** Data records follows **
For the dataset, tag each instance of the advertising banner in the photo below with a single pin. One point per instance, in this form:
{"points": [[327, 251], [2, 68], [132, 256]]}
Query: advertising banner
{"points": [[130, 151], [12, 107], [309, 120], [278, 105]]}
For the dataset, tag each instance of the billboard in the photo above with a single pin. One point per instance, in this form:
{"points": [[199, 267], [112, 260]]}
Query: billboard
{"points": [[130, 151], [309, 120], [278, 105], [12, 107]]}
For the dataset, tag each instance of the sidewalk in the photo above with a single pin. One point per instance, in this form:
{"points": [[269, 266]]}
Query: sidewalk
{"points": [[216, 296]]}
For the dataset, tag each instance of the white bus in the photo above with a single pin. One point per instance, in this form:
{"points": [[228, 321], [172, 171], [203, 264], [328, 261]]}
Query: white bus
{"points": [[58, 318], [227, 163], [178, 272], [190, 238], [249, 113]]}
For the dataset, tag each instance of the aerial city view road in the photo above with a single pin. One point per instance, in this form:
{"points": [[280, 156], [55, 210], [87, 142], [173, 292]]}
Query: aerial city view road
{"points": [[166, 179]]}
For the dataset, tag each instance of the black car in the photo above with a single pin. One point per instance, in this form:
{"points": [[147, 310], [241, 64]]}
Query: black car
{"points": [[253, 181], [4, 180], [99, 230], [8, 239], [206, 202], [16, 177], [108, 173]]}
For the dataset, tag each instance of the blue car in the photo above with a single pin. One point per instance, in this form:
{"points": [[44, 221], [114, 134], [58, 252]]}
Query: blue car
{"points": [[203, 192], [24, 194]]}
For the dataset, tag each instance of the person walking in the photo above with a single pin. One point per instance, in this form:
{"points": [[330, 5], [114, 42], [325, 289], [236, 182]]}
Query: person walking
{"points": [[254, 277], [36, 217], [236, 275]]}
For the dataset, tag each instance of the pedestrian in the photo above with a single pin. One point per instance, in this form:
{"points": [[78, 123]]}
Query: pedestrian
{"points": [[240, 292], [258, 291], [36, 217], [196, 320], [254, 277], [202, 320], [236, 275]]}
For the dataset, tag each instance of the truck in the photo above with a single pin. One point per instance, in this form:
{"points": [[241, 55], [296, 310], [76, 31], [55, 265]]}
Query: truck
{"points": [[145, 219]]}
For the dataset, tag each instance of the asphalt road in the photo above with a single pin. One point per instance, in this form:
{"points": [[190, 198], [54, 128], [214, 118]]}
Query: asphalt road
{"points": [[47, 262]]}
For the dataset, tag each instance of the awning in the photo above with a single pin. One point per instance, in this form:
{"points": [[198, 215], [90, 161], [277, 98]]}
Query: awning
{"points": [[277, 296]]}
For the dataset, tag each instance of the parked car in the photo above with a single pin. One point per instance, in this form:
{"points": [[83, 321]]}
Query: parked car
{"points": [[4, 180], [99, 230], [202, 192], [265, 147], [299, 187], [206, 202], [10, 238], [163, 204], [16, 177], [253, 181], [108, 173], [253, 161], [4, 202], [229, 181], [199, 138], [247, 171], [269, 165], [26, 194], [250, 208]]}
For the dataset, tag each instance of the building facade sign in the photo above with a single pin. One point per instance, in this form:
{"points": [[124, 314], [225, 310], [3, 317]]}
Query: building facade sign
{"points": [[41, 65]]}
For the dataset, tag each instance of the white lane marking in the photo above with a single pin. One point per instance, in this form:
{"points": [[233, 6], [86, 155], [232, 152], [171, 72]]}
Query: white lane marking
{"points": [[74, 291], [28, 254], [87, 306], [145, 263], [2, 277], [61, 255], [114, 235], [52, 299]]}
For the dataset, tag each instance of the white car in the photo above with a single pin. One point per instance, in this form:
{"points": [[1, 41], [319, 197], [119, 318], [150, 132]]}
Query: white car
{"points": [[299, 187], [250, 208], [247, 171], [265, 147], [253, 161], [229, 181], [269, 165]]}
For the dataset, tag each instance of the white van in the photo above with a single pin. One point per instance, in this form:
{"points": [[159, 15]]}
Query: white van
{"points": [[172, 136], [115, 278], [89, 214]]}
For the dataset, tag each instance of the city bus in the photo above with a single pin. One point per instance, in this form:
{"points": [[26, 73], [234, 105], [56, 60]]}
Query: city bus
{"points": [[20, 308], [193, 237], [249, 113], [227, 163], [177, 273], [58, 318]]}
** End of Data records **
Exercise brief: Each record must be returned in full and exactly.

Expected answer:
For the dataset, tag each instance of the advertising banner in the photo below with a single pin. One point per instance, in this form:
{"points": [[327, 251], [2, 68], [132, 256]]}
Query: advertising banner
{"points": [[130, 151], [12, 107], [309, 120], [278, 105]]}
For the dataset, tag each instance of the billboard in the photo above with a single pin. One point per instance, in this form:
{"points": [[199, 267], [112, 260]]}
Query: billboard
{"points": [[130, 151], [309, 120], [278, 105], [12, 107]]}
For the dataset, tag each instance of the sidewalk in the photo above with a single pin. One point per instance, in this form:
{"points": [[269, 266]]}
Query: sidewalk
{"points": [[216, 296]]}
For the dataset, tag each instance of the white bus in the photo above with a single pin. One point per instance, in this form:
{"points": [[228, 321], [172, 171], [203, 264], [328, 261]]}
Query: white bus
{"points": [[58, 318], [227, 163], [178, 272], [190, 238], [249, 113]]}
For the dataset, tag each instance of the aerial city view road in the photo above with a single pin. One point per instance, in this form:
{"points": [[280, 156], [55, 210], [87, 142], [173, 292]]}
Query: aerial city view road
{"points": [[166, 179]]}
For the dataset, tag each instance of the black car in the photo above with a single pin. One point per instance, in this form:
{"points": [[147, 310], [241, 64]]}
Query: black car
{"points": [[253, 181], [4, 180], [99, 230], [8, 239], [206, 202], [16, 177], [108, 173]]}
For the dataset, tag each instance of the blue car in the photo above with a single pin. One point per instance, in this form:
{"points": [[44, 221], [114, 134], [58, 252]]}
Query: blue car
{"points": [[203, 192], [24, 194]]}
For the dataset, tag each instance of the person walking in the photo above with a single pin. One point per instance, in this form:
{"points": [[330, 5], [114, 42], [325, 289], [236, 182]]}
Query: person walking
{"points": [[254, 277], [36, 217], [236, 275]]}
For the dataset, tag each instance of the pedestrian in the photo above with a single pin. One point per instance, in this form:
{"points": [[78, 123]]}
Query: pedestrian
{"points": [[240, 292], [258, 291], [36, 217], [196, 320], [254, 277], [202, 320], [236, 275]]}
For the dataset, tag each instance of the truck in the photo above with a single pin. One point per instance, in this form:
{"points": [[241, 55], [296, 310], [76, 31], [55, 265]]}
Query: truck
{"points": [[145, 219]]}
For the dataset, tag each instance of the asphalt road in the photo above with a single pin. One point per instance, in this form:
{"points": [[190, 198], [54, 128], [214, 118]]}
Query: asphalt road
{"points": [[47, 262]]}
For the dataset, tag each instance of the awning in the photo above with a single pin. One point per instance, in this form:
{"points": [[198, 215], [90, 161], [277, 98]]}
Query: awning
{"points": [[277, 296]]}
For the dataset, tag each instance of the parked car in the photo above with a single pin. One point per instance, in this form:
{"points": [[83, 321]]}
Query: parked car
{"points": [[4, 180], [99, 230], [202, 192], [265, 147], [299, 187], [206, 202], [10, 238], [163, 204], [16, 177], [253, 181], [108, 173], [253, 161], [4, 202], [229, 181], [199, 138], [247, 171], [269, 165], [26, 194], [250, 208]]}
For the dataset, tag each instance of the building facade sign in the photo above with a single pin. One point per instance, in this form:
{"points": [[124, 314], [225, 310], [3, 317]]}
Query: building facade sign
{"points": [[41, 65]]}
For the dataset, tag each instance of the white lane marking in the photo above with a single pin. One point per instance, in this form:
{"points": [[233, 6], [86, 155], [232, 152], [171, 72]]}
Query: white lane marking
{"points": [[74, 291], [28, 254], [87, 306], [145, 263], [2, 277], [61, 255], [114, 235], [52, 299]]}
For the dataset, tag each instance of the white car in the photo above with a single pin. One point per instance, in this form:
{"points": [[1, 41], [319, 197], [119, 318], [150, 132]]}
Query: white car
{"points": [[299, 187], [250, 208], [247, 171], [265, 147], [253, 161], [229, 181], [269, 165]]}
For the dataset, tag each instance of the white van in the photo above with a single pin. One point per instance, in this form:
{"points": [[159, 15]]}
Query: white van
{"points": [[172, 136], [115, 278], [89, 214]]}
For the dataset, tag each instance of the city bus in the photo above with a single pin. One point per instance, in this form:
{"points": [[26, 73], [234, 105], [56, 60]]}
Query: city bus
{"points": [[20, 308], [193, 237], [249, 113], [227, 163], [177, 273], [58, 318]]}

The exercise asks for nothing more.